▶ [Supplied passage]
Several good points were brought up.
Some comments:
Indeed a diplexer filter looks very much like a dummy load to the
amplifier, aiding stability, while a normal lowpass filter looks highly
reactive at harmonic frequencies. A narrow-band resonant network looks
highly reactive at even more frequencies, specially those lower than the
operating frequency. So the stability situation is even worse in that
case. But it should be quite possible to make stable amplifiers, that
remain stable even when facing these loads.
When somebody develops an amplifier while using a dummy load without any
filters, indeed a diplexer filter avoids some surprises, compared to a
lowpass filter. What remains is the "surprise" of lower output power,
since much of what was measured into the dummy load was in the
harmonics. That's specially the case when experimenters try to get good
figures and drive their test amps into saturation, getting great output
and efficiency. But 30% of that output is in the harmonics, so after
adding a low pass filter the numbers look less spectacular. And when
measuring IMD and staying at an IMD-acceptable power level, the output
and efficiency are both back to "normal", which means "poor".
Conceptually there is no problem with using a diplexer filter, when the
amplifier is designed and operated such that its harmonic output is low
anyway. Let's say, a clean class AB amplifier with lots of feedback
might have the third harmonic down by 30dB. This means that 99.9% of its
output power is on the desired frequency. It needs the low pass filter
only to meet FCC rules, and dissipating the 0.1% of harmonic power in a
diplexer filter's dummy load is perfectly fine. On the other hand, an
amplifier designed for saturated operation, far example used in FM, or
externally linearized, would be terrible with a diplexer filter!
Naturally it generates a waveform that has a lot of harmonic contents,
and dissipating all this in a diplexer filter's dummy load kills the
efficiency advantage of such an amplifier. Such an amp MUST use a plain
filter, and must be designed to cope with the reactive load at harmonic
frequencies.

▶ [Data extract]
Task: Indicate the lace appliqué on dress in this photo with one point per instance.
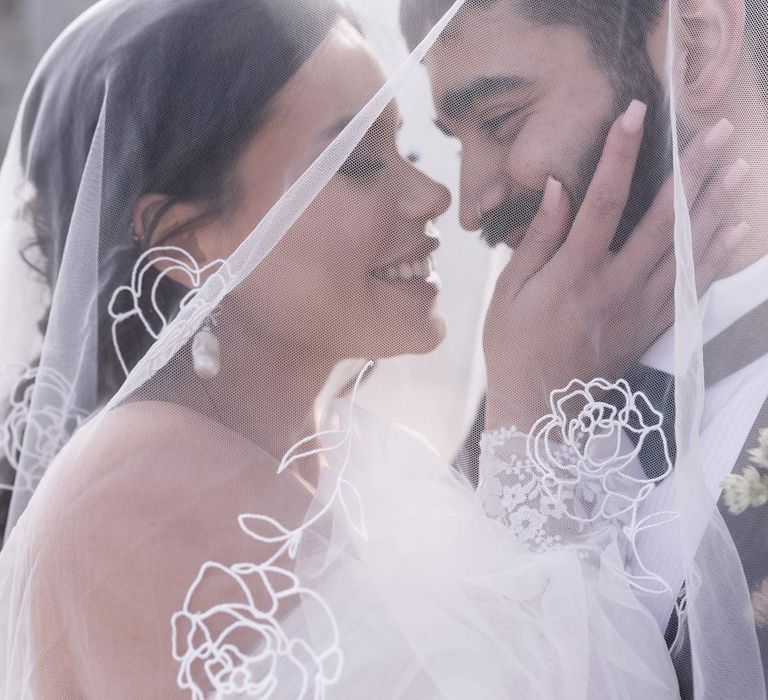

▶ [Exercise requirements]
(a) Decide whether each statement agrees with the text about diplexer filters: (i) a normal lowpass filter looks highly reactive at harmonic frequencies; (ii) a clean class AB amplifier with lots of feedback needs the low pass filter to raise its efficiency; (iii) an amplifier designed for saturated operation works well with a diplexer filter. For each one, answer yes or no and quote the deciding words.
(b) Reproduce everything in the text about diplexer filters from "Several good points" down to "facing these loads.".
The data is separate material from the text about diplexer filters.

▶ [Responses for each task]
(a)
(i) Yes: "a normal lowpass filter looks highly reactive at harmonic frequencies"
(ii) No: "It needs the low pass filter only to meet FCC rules"
(iii) No: "would be terrible with a diplexer filter!"

(b)
Several good points were brought up.
Some comments:
Indeed a diplexer filter looks very much like a dummy load to the
amplifier, aiding stability, while a normal lowpass filter looks highly
reactive at harmonic frequencies. A narrow-band resonant network looks
highly reactive at even more frequencies, specially those lower than the
operating frequency. So the stability situation is even worse in that
case. But it should be quite possible to make stable amplifiers, that
remain stable even when facing these loads.